# [Direction]
Can you render the items as a Markdown table with the columns Row and Text? Start at the first line of the items and stop after the line that contains "<point>176,925</point>", giving each non-blank line its own numbered row.
## BEGIN Task material
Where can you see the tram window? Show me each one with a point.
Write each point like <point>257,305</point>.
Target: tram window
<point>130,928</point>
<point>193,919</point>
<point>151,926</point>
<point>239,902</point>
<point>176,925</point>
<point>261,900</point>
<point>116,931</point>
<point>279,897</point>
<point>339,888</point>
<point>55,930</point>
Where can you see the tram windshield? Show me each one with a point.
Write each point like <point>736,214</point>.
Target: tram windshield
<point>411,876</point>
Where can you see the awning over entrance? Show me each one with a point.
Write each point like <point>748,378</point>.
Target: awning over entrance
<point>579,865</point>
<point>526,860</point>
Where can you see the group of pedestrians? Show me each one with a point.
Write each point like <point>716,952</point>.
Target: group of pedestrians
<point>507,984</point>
## END Task material
# [Task result]
| Row | Text |
|---|---|
| 1 | Where can you see the tram window? Show me each one with a point. |
| 2 | Write each point like <point>257,305</point>. |
| 3 | Target: tram window |
| 4 | <point>130,928</point> |
| 5 | <point>193,919</point> |
| 6 | <point>151,926</point> |
| 7 | <point>239,902</point> |
| 8 | <point>176,925</point> |